Try it> The entries below contain a line with "Every instance of the tall" and a line with "[[79, 165], [167, 66], [160, 101]]". Retype exactly everything from the first down to the second, both included, and nothing else.

※

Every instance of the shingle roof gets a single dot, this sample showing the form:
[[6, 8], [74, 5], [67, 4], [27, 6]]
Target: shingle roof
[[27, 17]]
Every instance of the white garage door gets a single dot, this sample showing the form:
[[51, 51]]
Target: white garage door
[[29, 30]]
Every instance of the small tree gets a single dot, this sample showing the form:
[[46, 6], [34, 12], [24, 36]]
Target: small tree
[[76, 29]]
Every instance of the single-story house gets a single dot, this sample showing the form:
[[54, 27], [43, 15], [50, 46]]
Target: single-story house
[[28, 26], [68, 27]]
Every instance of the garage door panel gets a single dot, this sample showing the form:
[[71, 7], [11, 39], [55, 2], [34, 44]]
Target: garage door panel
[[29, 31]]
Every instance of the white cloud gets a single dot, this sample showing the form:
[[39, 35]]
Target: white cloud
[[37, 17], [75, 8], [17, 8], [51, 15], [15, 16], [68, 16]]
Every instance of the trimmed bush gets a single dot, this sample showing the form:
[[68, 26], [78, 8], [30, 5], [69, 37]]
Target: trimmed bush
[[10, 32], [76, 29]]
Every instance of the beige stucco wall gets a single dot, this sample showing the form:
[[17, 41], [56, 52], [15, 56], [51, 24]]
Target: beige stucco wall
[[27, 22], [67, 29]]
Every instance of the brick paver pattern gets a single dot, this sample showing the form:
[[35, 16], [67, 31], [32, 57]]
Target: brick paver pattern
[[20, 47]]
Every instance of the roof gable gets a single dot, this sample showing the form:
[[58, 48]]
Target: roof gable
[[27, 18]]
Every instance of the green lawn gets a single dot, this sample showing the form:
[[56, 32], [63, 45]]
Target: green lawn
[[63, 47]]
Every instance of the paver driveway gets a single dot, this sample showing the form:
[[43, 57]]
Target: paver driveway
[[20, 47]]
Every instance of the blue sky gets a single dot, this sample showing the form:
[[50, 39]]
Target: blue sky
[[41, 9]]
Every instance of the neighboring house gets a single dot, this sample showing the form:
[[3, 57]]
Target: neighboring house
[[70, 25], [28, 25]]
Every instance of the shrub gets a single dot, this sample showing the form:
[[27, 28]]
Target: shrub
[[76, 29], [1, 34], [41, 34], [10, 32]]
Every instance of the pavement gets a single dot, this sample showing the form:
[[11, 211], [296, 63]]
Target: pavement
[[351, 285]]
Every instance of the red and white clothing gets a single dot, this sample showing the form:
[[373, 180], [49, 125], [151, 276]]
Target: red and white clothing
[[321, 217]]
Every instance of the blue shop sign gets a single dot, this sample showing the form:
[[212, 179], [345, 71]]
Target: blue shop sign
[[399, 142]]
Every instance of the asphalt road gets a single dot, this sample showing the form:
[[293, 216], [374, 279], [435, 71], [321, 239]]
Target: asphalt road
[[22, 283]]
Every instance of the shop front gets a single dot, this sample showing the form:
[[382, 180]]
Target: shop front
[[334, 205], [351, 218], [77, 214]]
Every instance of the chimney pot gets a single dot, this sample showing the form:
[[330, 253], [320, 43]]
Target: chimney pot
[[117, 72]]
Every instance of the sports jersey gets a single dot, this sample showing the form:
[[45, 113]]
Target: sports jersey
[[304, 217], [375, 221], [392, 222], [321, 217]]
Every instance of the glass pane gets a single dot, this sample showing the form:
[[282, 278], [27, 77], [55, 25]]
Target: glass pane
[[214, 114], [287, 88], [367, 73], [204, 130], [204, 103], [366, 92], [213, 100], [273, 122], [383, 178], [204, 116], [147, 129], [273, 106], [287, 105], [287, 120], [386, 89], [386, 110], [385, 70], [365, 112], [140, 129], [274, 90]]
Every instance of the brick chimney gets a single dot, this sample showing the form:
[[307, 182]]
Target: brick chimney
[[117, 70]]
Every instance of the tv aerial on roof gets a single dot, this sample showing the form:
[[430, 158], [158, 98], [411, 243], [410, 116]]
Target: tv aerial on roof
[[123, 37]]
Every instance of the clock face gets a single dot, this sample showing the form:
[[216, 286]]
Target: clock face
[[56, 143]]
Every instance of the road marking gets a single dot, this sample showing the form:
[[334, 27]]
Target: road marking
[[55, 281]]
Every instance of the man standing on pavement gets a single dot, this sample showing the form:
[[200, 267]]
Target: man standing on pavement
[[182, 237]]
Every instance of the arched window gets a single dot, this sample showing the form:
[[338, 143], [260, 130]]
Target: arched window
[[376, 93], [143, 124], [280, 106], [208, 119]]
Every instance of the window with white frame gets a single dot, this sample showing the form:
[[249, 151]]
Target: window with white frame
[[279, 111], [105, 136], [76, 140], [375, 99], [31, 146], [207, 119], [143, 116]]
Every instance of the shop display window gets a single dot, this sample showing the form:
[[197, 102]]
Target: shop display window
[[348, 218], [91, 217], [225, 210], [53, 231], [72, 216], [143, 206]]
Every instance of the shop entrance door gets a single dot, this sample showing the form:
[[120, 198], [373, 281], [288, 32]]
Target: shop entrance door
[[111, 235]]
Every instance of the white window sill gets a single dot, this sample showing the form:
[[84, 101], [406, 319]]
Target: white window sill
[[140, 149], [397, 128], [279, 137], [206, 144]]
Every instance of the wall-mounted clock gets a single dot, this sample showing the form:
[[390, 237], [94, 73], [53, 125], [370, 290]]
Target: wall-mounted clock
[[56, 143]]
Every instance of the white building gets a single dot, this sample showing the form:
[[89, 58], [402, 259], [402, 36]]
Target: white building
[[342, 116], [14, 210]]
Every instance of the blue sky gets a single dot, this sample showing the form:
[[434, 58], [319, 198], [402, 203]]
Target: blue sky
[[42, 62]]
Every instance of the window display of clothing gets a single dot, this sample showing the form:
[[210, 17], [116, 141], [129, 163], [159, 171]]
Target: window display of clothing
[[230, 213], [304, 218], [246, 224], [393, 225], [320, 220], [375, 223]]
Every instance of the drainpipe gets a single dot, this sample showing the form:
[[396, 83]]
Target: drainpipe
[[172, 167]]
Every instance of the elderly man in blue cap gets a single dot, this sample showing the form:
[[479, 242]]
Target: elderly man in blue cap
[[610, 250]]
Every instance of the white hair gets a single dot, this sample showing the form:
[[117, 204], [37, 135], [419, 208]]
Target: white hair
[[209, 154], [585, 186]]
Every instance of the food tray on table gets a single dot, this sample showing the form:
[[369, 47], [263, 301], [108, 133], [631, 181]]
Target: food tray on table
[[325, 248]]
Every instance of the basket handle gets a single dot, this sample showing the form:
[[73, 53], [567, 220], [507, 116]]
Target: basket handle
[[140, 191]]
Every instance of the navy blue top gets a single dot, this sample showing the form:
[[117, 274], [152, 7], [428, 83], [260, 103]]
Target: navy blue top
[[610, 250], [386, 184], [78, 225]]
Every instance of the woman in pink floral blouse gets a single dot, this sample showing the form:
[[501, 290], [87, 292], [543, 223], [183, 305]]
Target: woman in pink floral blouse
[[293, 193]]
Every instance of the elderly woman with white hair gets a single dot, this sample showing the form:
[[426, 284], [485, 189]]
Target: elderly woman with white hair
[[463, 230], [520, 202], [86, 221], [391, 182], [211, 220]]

※

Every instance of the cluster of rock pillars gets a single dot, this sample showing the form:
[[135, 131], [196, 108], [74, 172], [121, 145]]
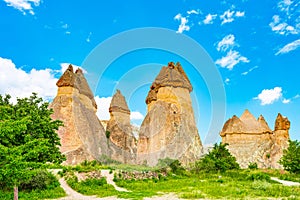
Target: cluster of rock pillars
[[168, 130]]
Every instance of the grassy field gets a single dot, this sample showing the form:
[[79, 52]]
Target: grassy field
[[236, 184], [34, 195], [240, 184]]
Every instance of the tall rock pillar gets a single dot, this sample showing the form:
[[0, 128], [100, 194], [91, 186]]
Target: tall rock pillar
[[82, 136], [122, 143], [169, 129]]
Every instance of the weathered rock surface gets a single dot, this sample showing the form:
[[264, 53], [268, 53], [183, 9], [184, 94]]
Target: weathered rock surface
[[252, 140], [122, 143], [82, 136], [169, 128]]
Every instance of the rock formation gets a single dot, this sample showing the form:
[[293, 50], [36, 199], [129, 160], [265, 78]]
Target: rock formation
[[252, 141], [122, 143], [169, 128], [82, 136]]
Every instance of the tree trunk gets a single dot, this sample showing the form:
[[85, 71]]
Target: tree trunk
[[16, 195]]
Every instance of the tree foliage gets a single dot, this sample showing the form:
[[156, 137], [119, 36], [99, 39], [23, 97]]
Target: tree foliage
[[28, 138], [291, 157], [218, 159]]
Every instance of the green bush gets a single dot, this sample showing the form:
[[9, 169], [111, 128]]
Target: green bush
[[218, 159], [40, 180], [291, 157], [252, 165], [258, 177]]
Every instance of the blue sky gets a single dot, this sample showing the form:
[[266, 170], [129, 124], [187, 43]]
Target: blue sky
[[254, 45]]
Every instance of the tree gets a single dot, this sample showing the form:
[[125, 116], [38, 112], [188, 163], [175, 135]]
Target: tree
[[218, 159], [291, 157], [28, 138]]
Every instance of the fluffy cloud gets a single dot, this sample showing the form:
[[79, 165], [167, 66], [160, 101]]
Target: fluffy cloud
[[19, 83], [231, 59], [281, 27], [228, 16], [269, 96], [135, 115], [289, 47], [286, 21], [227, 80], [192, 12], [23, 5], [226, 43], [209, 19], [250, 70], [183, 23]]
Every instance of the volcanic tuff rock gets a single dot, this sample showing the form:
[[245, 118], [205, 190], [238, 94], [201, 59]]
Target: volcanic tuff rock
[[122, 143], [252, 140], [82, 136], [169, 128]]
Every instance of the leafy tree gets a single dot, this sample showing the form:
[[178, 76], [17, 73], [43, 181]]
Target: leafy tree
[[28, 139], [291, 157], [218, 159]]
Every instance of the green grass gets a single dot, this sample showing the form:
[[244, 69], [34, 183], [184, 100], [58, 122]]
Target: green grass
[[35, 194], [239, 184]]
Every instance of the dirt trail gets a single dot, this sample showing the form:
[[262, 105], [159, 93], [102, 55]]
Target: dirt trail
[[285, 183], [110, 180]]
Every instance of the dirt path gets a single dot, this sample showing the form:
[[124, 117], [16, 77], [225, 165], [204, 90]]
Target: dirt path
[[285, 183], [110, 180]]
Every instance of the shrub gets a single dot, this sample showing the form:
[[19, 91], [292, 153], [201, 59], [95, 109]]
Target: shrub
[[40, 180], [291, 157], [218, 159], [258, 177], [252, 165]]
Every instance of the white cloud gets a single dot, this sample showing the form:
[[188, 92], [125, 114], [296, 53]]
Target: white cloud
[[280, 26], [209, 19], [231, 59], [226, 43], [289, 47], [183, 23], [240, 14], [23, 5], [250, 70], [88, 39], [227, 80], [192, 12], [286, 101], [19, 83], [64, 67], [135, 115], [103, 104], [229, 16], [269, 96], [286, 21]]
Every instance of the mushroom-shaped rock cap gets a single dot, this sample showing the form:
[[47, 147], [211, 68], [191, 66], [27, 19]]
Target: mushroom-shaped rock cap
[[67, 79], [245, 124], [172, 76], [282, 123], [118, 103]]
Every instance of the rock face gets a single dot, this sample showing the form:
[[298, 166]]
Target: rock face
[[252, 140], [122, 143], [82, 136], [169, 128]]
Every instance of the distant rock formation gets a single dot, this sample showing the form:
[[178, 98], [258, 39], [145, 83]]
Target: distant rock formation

※

Task result>
Every instance of the tall rock pillar gets a single dot, this sample showing the form:
[[0, 128], [100, 194], [91, 186]]
Target: tall rock pillar
[[82, 136], [122, 143], [169, 129]]
Every instance of the weathered rock surface gets a single dot, this sample showing the form:
[[264, 53], [268, 53], [183, 9], [184, 94]]
Target: weathered rock surface
[[252, 140], [122, 143], [82, 136], [169, 128]]
Every instance of the rock formation gets a single dot, this sample showing the form:
[[293, 50], [36, 199], [129, 160], [265, 78]]
Target: rock formation
[[252, 141], [122, 143], [169, 128], [82, 136]]
Every instance of the tree trunk gets a single dot, this sample showing the form:
[[85, 71]]
Target: tree trunk
[[16, 195]]
Every instance of the tree foliage gets a single dot, this sample showing the form:
[[156, 137], [119, 36], [99, 39], [23, 97]]
Target: tree foliage
[[28, 138], [291, 157], [218, 159]]
Every instance of the green bush gets a single dot, this sample showing the form:
[[9, 169], [111, 128]]
Target: green bush
[[218, 159], [40, 180], [291, 157], [252, 165], [258, 177]]
Every instance of the blue sky gets a single dot, this sample showing the form:
[[266, 170], [129, 124], [187, 43]]
Target: blue sky
[[254, 45]]
Every instance of the tree gets a single dot, this sample showing the form:
[[125, 116], [38, 112], [188, 163], [175, 135]]
Target: tree
[[218, 159], [291, 157], [28, 138]]
Every instance of the fluffy cloud gets a single dot, this sample showing the form:
[[79, 165], [167, 66], [160, 101]]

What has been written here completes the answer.